■ GIVEN DATA
[BEGIN]
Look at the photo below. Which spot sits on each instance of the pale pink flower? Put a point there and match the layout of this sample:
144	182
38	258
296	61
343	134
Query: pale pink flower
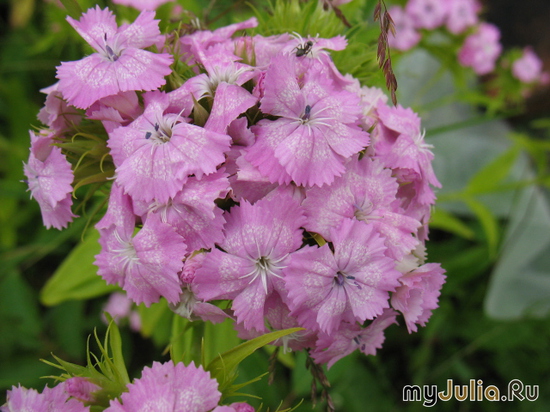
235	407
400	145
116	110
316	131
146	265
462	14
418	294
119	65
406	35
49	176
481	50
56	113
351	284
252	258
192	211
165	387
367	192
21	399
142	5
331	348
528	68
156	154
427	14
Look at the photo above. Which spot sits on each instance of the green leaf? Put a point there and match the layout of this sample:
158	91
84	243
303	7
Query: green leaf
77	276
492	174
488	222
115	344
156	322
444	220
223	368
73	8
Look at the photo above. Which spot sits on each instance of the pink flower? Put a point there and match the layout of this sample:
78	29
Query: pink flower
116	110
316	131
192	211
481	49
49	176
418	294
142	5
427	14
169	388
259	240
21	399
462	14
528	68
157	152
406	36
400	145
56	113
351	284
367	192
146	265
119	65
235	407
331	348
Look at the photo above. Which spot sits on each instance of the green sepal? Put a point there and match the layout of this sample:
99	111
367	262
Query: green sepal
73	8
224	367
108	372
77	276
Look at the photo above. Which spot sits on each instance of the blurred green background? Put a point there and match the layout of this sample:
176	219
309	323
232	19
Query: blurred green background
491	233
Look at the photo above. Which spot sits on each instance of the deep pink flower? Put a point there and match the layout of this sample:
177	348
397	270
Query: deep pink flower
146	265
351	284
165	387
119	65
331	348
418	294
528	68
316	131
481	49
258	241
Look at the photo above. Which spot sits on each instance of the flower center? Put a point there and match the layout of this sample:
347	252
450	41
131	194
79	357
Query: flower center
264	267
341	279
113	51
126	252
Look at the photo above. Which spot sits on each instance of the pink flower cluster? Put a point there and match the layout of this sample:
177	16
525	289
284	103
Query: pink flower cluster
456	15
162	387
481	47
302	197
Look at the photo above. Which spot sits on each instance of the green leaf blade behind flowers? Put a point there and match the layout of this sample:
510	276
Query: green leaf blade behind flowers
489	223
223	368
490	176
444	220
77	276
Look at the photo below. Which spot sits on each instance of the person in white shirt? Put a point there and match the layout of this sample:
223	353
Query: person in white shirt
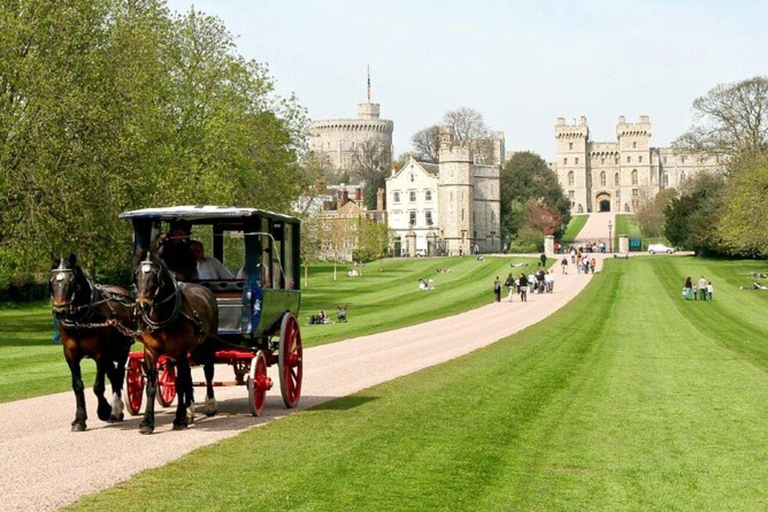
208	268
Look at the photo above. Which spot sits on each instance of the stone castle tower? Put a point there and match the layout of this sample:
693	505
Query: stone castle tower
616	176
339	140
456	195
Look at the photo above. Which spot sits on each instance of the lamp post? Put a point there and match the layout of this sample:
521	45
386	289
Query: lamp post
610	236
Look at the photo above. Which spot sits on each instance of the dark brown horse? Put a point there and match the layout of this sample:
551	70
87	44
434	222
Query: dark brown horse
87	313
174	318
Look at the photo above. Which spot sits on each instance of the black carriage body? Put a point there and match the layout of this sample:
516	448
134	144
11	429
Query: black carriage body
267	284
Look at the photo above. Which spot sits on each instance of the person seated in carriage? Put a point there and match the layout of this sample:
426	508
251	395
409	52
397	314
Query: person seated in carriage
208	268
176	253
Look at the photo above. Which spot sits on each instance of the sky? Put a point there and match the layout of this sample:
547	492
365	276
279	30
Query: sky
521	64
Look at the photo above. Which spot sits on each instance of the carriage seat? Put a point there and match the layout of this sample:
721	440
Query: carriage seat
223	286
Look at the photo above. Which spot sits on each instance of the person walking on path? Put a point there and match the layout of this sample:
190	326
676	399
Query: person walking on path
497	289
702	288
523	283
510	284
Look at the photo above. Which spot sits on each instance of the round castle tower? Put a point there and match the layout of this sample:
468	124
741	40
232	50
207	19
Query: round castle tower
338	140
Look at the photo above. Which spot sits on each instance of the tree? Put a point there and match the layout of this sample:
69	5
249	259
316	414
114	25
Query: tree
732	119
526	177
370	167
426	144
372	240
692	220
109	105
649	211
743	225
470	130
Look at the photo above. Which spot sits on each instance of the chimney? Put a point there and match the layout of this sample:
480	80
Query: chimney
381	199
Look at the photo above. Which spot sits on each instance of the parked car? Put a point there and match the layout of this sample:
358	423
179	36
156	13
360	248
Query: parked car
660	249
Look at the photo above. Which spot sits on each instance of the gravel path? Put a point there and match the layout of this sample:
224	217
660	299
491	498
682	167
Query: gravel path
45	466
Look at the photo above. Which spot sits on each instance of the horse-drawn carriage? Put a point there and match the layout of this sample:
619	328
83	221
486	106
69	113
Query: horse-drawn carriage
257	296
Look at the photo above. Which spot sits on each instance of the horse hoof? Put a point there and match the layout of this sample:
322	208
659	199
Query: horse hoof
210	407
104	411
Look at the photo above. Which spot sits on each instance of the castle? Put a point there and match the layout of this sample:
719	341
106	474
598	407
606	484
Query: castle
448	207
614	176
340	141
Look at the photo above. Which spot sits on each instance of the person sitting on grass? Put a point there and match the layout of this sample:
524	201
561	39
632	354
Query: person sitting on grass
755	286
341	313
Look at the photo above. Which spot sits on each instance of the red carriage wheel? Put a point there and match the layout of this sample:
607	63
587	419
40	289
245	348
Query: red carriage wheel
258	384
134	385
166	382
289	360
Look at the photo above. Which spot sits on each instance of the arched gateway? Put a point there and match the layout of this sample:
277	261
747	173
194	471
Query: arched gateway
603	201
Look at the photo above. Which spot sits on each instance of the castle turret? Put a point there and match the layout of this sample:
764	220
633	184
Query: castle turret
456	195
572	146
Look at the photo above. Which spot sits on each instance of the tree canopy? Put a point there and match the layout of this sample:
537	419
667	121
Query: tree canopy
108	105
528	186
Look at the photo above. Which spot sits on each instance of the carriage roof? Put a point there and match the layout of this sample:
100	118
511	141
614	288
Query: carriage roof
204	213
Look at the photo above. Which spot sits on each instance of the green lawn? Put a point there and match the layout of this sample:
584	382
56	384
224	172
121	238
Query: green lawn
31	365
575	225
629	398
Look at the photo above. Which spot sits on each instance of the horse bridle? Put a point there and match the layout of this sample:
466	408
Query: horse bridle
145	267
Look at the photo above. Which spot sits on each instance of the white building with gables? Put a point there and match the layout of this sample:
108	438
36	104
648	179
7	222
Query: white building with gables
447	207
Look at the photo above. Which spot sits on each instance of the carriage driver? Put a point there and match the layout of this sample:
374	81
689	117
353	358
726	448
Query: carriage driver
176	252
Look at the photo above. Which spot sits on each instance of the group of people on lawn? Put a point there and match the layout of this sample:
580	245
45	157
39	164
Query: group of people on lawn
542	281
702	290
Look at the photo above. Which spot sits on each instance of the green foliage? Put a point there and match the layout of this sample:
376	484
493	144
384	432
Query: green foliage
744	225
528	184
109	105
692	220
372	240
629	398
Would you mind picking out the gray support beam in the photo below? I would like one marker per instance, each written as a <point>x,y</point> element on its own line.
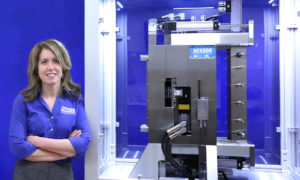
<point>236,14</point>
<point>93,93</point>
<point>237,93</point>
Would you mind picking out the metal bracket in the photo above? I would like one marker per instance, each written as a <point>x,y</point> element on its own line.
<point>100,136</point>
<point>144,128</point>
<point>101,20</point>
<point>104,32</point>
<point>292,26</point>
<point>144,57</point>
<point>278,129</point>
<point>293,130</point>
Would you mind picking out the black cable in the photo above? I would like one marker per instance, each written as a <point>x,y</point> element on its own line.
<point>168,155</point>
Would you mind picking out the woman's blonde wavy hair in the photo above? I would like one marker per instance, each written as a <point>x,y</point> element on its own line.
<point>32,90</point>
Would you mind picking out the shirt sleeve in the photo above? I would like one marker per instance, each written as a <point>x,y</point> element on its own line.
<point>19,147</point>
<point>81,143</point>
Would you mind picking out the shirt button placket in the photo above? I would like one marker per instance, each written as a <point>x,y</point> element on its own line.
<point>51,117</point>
[END]
[BEGIN]
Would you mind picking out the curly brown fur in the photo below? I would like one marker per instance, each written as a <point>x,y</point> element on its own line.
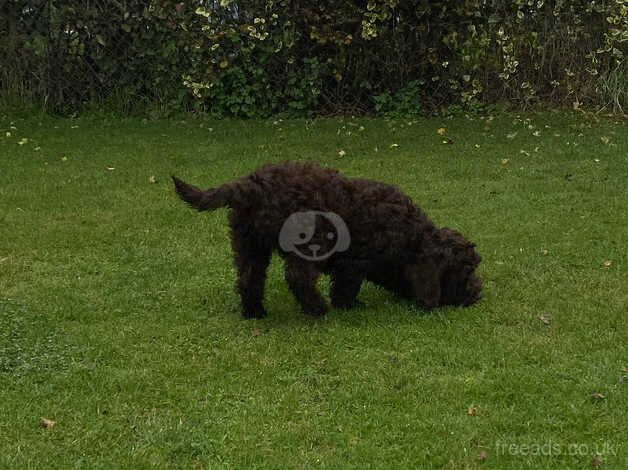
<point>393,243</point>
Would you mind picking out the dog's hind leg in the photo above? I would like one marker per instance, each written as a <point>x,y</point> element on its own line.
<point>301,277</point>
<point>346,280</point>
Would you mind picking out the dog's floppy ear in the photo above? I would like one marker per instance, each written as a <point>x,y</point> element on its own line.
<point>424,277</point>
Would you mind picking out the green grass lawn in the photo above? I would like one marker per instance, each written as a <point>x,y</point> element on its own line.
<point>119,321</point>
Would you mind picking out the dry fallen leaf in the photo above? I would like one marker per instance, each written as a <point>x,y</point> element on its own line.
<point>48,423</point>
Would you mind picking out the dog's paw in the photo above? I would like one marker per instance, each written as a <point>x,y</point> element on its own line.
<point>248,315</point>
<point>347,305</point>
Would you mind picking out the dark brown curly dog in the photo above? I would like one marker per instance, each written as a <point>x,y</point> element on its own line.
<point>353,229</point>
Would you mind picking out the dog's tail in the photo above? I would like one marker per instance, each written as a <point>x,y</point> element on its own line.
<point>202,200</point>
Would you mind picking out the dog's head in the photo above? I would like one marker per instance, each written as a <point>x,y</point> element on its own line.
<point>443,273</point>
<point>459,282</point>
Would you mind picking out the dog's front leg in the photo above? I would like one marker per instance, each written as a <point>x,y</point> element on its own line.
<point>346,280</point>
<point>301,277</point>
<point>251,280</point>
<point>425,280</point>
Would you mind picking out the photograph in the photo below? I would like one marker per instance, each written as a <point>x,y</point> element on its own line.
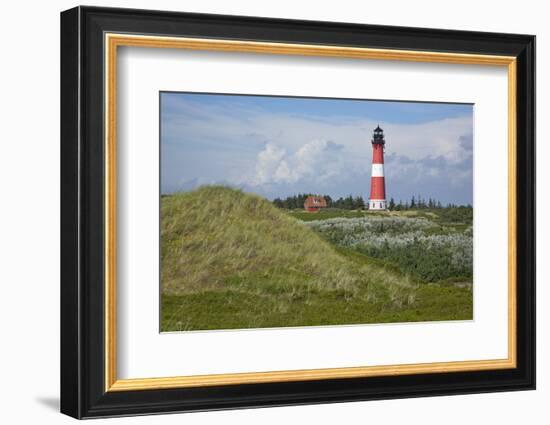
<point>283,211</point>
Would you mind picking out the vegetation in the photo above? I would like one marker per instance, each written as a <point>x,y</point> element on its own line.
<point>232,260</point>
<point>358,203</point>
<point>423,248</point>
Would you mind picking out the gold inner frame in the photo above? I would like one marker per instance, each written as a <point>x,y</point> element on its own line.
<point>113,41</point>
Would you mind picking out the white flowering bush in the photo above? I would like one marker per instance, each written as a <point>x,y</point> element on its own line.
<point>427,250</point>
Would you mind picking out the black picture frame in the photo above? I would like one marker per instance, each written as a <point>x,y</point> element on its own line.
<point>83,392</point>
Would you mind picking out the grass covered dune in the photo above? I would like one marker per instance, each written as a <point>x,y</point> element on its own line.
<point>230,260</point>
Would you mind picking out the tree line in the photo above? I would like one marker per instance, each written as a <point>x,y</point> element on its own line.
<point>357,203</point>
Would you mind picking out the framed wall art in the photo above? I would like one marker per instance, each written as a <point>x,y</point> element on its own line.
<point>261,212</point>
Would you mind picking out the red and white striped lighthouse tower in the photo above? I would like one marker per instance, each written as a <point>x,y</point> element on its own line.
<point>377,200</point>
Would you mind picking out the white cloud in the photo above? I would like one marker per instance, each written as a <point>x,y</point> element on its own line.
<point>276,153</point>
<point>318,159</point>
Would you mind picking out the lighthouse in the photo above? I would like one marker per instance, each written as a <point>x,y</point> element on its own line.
[END]
Rewrite the entries between the line containing "Would you mind picking out the black picture" and the line containing "<point>83,392</point>", inclusive, as a JSON list of strings with one string per line and blank lines omitted.

[
  "Would you mind picking out the black picture frame in the photo above? I would like one marker per instance, each written as a <point>x,y</point> element on its own line.",
  "<point>83,392</point>"
]